**Blocco di testo:**
┄┄┄┄┄┄

– Sebastian che regalo vorresti per il tuo undicesimo compleanno?
– Il regalo più bello del mondo papà!
– Ok. Ti porto a vedere l’India. Andiamo.

E così eccoci qui, da qualche giorno, in quello che a breve diventerà lo stato più popoloso del pianeta. Ci torno dopo trent’anni e con immenso piacere posso dire che… l’India è ancora India. E questa è la cosa più importante, più rincuorante, più entusiasmante.
Si perché in un mondo in cui il mostro globalizzazione ha appiattito luoghi, culture e sentimenti, qui tutto questo è resistito e continua a pulsare nella sua totale e splendida unicità. Tra miseria e meraviglia, in un mosaico infinito di contraddizioni incomprensibili.

┄┄┄┄┄┄

**Consegna A:** Elenca tutti gli aggettivi che, nel testo sull'India, vengono subito dopo la parola «più».
**Consegna B:** Per favore, riporta senza alcuna modifica il tratto delle voci che va dalla riga contenente "Category: grassy field" fino alla fine delle voci.
Il testo e le voci non hanno alcun legame tra loro.

**Materiale di partenza:**
┄┄┄┄┄┄

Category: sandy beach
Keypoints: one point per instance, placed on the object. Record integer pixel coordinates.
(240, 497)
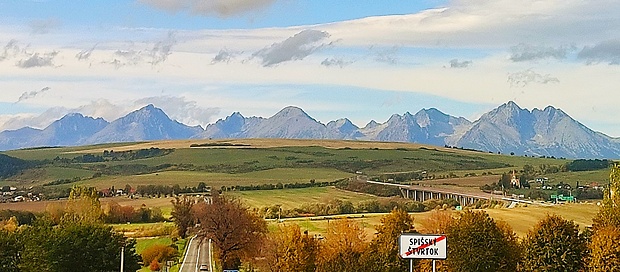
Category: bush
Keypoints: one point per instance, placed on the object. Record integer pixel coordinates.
(555, 244)
(158, 253)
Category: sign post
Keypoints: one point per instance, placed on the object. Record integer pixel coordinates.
(421, 246)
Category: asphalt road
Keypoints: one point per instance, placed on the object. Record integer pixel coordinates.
(197, 254)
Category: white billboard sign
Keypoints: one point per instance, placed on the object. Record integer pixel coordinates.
(422, 246)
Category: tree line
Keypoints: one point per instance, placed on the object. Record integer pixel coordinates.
(476, 242)
(66, 238)
(337, 207)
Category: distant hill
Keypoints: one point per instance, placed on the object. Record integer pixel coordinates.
(505, 129)
(10, 166)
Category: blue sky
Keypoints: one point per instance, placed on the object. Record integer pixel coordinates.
(201, 60)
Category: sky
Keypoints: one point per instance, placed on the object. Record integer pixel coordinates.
(202, 60)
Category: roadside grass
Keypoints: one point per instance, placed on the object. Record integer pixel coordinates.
(144, 243)
(521, 218)
(217, 180)
(146, 230)
(259, 161)
(294, 198)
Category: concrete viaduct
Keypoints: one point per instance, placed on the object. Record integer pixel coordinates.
(423, 193)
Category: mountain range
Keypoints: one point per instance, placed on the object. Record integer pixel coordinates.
(505, 129)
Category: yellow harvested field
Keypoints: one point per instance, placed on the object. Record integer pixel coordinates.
(265, 143)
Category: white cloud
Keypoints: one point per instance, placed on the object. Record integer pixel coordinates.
(527, 52)
(32, 94)
(329, 62)
(524, 78)
(224, 56)
(43, 26)
(487, 23)
(11, 49)
(455, 63)
(607, 51)
(296, 47)
(219, 8)
(38, 60)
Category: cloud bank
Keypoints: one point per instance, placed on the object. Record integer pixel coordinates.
(524, 78)
(219, 8)
(526, 52)
(607, 51)
(296, 47)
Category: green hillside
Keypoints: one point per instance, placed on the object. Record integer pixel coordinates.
(263, 161)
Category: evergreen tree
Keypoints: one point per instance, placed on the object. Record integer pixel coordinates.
(477, 243)
(554, 244)
(382, 253)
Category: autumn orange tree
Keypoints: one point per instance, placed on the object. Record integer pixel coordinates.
(83, 206)
(554, 244)
(382, 253)
(604, 248)
(236, 232)
(477, 243)
(288, 250)
(158, 252)
(436, 223)
(344, 244)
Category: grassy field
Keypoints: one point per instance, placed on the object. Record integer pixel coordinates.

┄┄┄┄┄┄

**Soluzione completa A:** bello, popoloso, importante, rincuorante, entusiasmante

**Soluzione completa B:**
Category: grassy field
Keypoints: one point per instance, placed on the object. Record integer pixel coordinates.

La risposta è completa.